§ **Tareas**
[1] Reproduce del artículo sobre la cultura de la cancelación el fragmento que va desde "En los últimos" hasta "confrontación de opiniones.".
[2] Enumera todo aquello de lo que, según el artículo sobre la cultura de la cancelación, se quejaron los donantes a favor de la Proposición 8.

§ **Artículo**
******************************
Publicado el 9 junio, 2021 por El sónar (Aceprensa)
En los últimos tiempos se habla mucho en EE.UU. sobre los efectos de la “cultura de la cancelación”, que ha creado un clima de censura sobre los puntos de vista contrarios a las políticas de la izquierda identitaria. El ambiente está especialmente enrarecido en los campus, con lamentables historias de profesores despedidos por sus ideas, conferenciantes “desinvitados”, planes de estudio purgados, siempre en defensa de lo que la ideología dominante reconoce como pensamiento correcto. El problema es tan de dominio público que intelectuales de distintas ideologías se han unido para publicar declaraciones en defensa de la libertad de expresión amenazada y del valor de la abierta confrontación de opiniones.
Pero hay quien justifica estos métodos para estigmatizar al adversario, si se trata de defender lo que entiende como una buena causa. Lo recordaba hace pocos días Sasha Issenberg, en un artículo titulado “La cultura de la cancelación funciona. No tendríamos el matrimonio igualitario sin ella” (New York Times, 5-06-2021). Issenberg, autor de un libro sobre las campañas para conseguir el reconocimiento del matrimonio de personas del mismo sexo, recordaba el papel que jugaron los boicots contra personas y empresas que habían donado dinero en defensa de la idea del matrimonio como unión de hombre y mujer.
La táctica comenzó a emplearse en California en 2008, cuando se votó la llamada Proposición 8, una enmienda en la constitución del estado que definía el matrimonio como la unión de hombre y mujer. La Proposición 8 fue aprobada con el 52,4% de los votantes. Entonces los activistas del matrimonio gay desencadenaron una campaña de descrédito contra los que habían dado dinero a favor de la Proposición. Como la ley californiana obliga a hacer públicos los nombres de quienes donen más de 100 dólares a una campaña electoral, les fue fácil señalar los nombres y direcciones de los donantes. Estos se quejaron entonces de haber sido objeto de acoso, de amenazas y de campañas de boicot contra sus negocios. Pero a nadie le gusta, y menos a las empresas, aparecer marcadas como fuerzas “reaccionarias” y ser objeto de boicots, por lo que a partir de ese momento muchos donantes se retiraron.
******************************
§ **Entradas proporcionadas**
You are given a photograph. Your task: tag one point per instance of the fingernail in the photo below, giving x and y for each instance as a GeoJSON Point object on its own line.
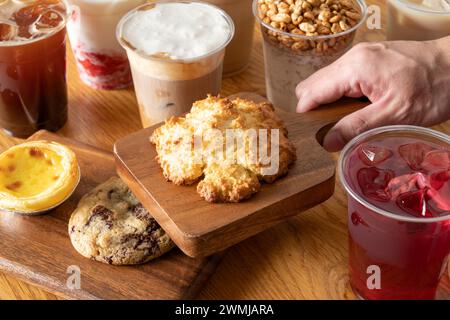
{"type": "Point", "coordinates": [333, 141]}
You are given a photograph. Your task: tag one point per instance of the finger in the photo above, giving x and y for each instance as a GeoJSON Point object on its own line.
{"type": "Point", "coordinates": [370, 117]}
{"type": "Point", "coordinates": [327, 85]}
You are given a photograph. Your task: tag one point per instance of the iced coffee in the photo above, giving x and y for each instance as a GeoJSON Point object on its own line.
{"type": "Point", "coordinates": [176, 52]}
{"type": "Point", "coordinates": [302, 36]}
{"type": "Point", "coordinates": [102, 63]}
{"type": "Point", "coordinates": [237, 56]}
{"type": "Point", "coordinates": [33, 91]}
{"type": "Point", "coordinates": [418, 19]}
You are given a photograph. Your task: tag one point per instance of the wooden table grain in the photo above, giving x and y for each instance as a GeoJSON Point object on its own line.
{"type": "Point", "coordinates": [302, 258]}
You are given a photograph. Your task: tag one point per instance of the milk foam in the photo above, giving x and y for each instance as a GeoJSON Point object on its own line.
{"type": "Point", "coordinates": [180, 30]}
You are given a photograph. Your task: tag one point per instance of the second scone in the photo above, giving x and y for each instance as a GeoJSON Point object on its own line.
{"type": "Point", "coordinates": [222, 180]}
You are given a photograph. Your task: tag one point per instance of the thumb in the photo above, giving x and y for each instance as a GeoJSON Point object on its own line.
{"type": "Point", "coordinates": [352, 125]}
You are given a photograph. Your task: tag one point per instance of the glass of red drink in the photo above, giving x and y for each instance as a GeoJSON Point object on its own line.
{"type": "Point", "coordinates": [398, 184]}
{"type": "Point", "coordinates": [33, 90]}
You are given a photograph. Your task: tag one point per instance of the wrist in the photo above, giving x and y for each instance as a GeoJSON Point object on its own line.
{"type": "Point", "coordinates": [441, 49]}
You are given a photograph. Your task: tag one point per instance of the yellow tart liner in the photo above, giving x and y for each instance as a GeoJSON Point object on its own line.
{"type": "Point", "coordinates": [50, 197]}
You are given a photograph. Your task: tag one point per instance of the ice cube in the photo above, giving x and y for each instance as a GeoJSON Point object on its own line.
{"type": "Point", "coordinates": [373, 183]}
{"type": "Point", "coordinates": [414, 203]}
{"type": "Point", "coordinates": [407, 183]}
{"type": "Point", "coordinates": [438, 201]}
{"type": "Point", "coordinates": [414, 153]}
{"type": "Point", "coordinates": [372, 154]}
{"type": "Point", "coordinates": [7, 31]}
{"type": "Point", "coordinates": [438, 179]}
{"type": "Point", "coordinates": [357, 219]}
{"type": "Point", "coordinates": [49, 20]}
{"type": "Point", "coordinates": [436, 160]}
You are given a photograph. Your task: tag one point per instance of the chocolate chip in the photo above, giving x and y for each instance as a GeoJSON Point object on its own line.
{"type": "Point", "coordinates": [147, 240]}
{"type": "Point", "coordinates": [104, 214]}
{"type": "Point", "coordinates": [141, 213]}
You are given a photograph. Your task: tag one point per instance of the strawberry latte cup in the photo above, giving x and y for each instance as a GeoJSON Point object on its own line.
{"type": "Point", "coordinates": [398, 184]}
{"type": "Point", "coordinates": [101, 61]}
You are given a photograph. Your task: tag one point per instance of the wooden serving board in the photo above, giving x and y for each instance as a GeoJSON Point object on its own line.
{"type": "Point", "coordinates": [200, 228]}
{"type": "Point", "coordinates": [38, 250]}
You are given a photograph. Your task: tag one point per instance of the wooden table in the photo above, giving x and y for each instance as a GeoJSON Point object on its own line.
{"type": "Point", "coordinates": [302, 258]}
******************************
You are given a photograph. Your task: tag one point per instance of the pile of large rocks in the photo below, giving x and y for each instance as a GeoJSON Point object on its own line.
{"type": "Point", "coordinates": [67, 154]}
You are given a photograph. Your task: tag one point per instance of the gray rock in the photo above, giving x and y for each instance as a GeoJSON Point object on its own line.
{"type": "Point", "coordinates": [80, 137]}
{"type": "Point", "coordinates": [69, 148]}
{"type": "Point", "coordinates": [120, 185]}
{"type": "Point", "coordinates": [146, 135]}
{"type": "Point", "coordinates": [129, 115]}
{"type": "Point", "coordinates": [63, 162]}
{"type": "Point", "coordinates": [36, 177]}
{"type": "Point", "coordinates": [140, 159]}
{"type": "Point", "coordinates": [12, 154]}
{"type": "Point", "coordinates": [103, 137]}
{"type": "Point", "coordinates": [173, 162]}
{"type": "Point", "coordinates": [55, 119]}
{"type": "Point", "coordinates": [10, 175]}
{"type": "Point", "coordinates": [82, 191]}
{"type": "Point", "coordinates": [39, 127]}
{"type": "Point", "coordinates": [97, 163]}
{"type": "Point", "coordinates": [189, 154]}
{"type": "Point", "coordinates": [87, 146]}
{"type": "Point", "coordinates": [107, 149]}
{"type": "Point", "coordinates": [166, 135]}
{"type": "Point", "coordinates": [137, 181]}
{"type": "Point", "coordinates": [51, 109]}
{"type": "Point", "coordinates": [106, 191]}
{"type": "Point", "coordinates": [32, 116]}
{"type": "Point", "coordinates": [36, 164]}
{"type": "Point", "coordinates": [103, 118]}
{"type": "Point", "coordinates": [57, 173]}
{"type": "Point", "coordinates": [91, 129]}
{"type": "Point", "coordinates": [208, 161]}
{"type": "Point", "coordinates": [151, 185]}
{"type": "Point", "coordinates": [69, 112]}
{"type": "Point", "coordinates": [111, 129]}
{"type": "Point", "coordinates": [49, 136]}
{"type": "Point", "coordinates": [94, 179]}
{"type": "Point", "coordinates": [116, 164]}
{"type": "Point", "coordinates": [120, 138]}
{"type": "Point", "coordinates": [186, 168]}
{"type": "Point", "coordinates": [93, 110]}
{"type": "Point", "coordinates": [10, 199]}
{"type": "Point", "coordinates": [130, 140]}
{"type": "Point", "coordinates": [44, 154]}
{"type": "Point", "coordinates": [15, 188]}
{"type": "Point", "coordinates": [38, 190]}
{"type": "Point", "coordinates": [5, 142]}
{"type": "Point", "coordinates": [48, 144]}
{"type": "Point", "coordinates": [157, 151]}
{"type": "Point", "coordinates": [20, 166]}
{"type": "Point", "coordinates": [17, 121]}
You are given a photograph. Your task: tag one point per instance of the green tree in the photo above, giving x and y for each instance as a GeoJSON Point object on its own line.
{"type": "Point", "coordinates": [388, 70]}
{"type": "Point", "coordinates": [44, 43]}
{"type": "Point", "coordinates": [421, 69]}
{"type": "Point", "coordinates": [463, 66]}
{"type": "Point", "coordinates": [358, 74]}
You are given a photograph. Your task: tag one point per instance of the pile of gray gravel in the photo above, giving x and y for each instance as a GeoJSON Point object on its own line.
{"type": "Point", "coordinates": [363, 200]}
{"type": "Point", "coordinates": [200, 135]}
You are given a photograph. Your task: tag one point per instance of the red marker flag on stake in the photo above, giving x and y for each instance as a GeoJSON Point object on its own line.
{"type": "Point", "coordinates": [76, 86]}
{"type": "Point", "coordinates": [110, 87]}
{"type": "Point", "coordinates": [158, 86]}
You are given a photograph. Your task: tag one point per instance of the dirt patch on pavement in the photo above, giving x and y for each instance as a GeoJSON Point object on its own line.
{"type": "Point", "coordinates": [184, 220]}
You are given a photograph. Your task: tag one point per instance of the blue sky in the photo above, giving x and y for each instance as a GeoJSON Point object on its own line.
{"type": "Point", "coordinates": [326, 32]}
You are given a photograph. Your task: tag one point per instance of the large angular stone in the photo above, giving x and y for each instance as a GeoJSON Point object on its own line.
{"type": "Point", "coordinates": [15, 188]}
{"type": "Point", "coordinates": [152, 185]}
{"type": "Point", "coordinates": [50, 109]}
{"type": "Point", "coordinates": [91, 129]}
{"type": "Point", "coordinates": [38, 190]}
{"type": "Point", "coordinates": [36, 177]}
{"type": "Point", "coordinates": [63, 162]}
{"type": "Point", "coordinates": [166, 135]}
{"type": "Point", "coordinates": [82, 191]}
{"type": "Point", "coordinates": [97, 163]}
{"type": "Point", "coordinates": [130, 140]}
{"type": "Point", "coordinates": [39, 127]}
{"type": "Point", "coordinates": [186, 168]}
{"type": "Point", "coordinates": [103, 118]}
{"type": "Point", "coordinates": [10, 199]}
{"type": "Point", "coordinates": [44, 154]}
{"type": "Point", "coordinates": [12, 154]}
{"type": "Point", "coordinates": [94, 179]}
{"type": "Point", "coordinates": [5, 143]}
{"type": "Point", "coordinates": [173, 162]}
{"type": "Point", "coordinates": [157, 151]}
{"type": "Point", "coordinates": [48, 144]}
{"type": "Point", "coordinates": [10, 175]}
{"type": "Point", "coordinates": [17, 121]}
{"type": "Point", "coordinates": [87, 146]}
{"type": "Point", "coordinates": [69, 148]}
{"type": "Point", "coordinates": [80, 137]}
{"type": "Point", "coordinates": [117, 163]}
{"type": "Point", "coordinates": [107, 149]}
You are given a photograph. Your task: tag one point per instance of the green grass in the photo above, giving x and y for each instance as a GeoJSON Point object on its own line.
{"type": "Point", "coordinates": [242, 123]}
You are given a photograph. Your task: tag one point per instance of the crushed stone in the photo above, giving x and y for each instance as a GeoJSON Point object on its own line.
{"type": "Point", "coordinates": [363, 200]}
******************************
§ **Respuestas del ejercicio**
[1]
En los últimos tiempos se habla mucho en EE.UU. sobre los efectos de la “cultura de la cancelación”, que ha creado un clima de censura sobre los puntos de vista contrarios a las políticas de la izquierda identitaria. El ambiente está especialmente enrarecido en los campus, con lamentables historias de profesores despedidos por sus ideas, conferenciantes “desinvitados”, planes de estudio purgados, siempre en defensa de lo que la ideología dominante reconoce como pensamiento correcto. El problema es tan de dominio público que intelectuales de distintas ideologías se han unido para publicar declaraciones en defensa de la libertad de expresión amenazada y del valor de la abierta confrontación de opiniones.

[2]
- Acoso
- Amenazas
- Campañas de boicot contra sus negocios